▸ **Estratto scelto**:
———
“I would like to do a story for children, but my work is still too heavy. It’s not good for children. Unfortunately, whenever I think of a story, things tend to get brutal.” Thomas Ott rivela la sua impotenza a costruire storie che non siano tragiche in un’intervista del 2002. Racconta che quando era bambino i suoi disegni erano già carichi di angoscia e cupezza e così, da allora, la cupezza è diventata una poetica.

Ott nasce nel 1966 a Zurigo, città composta e pulita di cui presto si stancherà andando a cercare il disordine metropolitano di Parigi per poi tornare di nuovo a vivere in Svizzera: ciclicamente, come nelle sue storie, dove le vite dei personaggi si ripetono amaramente in una circolarità sofferente.
———
▸ **Righe del dataset**:

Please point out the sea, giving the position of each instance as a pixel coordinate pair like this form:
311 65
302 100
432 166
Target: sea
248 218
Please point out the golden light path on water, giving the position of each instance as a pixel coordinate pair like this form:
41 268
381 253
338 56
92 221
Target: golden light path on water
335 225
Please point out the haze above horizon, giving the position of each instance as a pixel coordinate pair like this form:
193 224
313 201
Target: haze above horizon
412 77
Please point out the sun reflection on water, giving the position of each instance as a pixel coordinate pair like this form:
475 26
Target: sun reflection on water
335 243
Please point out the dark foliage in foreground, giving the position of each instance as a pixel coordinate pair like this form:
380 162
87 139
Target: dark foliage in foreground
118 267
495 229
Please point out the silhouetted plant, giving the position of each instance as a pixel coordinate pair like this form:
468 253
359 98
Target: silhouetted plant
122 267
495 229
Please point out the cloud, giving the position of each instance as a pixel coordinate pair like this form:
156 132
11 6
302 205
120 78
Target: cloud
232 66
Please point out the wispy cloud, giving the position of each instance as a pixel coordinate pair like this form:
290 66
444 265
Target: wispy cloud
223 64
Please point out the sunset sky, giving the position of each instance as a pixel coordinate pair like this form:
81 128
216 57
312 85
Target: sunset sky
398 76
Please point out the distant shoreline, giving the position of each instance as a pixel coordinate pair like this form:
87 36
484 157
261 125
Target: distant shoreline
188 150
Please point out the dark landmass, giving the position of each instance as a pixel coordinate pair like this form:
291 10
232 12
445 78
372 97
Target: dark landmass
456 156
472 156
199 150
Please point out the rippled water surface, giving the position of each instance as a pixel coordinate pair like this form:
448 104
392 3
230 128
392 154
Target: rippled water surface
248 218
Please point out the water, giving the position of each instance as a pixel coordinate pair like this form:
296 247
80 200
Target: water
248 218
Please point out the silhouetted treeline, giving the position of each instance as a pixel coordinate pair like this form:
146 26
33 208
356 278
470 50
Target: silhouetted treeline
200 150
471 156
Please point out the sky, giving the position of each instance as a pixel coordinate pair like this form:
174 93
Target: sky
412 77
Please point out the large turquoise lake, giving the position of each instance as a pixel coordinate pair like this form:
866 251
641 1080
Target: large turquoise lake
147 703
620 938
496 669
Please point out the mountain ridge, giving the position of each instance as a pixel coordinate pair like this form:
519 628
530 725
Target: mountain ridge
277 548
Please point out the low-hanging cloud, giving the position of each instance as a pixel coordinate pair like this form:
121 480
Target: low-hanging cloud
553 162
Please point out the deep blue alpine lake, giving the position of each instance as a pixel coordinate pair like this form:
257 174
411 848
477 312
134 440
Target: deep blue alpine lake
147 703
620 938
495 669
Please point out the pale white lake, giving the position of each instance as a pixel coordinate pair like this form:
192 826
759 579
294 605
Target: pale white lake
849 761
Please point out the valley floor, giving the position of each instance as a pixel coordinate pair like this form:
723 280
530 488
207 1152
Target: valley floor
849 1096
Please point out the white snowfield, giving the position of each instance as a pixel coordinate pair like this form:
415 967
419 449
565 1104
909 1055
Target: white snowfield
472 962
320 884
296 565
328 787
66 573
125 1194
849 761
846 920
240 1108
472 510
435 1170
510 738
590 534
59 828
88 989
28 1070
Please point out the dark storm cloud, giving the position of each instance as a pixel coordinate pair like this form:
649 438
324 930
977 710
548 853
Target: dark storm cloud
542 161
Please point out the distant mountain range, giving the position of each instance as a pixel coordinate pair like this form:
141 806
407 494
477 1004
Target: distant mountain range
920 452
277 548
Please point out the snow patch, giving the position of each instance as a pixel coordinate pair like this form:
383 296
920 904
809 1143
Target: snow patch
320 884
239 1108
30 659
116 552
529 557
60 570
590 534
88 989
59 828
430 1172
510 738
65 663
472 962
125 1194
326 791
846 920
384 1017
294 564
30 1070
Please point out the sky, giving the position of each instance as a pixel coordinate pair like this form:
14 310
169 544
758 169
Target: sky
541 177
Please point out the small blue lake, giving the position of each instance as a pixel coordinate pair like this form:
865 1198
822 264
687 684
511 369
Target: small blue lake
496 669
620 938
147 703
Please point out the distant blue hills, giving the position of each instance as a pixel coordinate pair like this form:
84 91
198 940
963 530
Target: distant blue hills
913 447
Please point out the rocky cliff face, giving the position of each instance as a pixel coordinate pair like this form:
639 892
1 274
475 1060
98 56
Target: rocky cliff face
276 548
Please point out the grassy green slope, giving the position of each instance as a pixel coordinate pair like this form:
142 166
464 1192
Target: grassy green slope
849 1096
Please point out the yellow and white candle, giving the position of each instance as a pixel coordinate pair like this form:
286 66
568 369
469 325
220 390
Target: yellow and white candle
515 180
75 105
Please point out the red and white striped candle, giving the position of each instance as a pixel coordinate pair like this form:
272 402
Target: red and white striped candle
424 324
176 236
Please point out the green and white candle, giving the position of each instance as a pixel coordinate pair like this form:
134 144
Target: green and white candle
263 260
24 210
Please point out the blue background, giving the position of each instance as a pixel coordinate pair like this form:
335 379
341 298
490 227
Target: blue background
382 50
———
▸ **Compiti richiesti**:
(1) Secondo l'estratto, in che anno e in quale città nasce Thomas Ott?
(2) Riporta il passo dell'estratto da «Ott nasce nel» a «una circolarità sofferente.».
(3) Indica se ciascuna affermazione concorda con l'estratto e cita le parole che lo decidono.
(a) L'intervista citata risale al 2002.
(b) Da bambino Ott faceva disegni allegri e spensierati.
(c) Dopo Parigi Ott non torna più a vivere in Svizzera.

▸ **Risposte per numero**:
(1) Nel 1966, a Zurigo.

(2)
Ott nasce nel 1966 a Zurigo, città composta e pulita di cui presto si stancherà andando a cercare il disordine metropolitano di Parigi per poi tornare di nuovo a vivere in Svizzera: ciclicamente, come nelle sue storie, dove le vite dei personaggi si ripetono amaramente in una circolarità sofferente.

(3)
(a) Sì: «in un’intervista del 2002».
(b) No: «i suoi disegni erano già carichi di angoscia e cupezza».
(c) No: «per poi tornare di nuovo a vivere in Svizzera».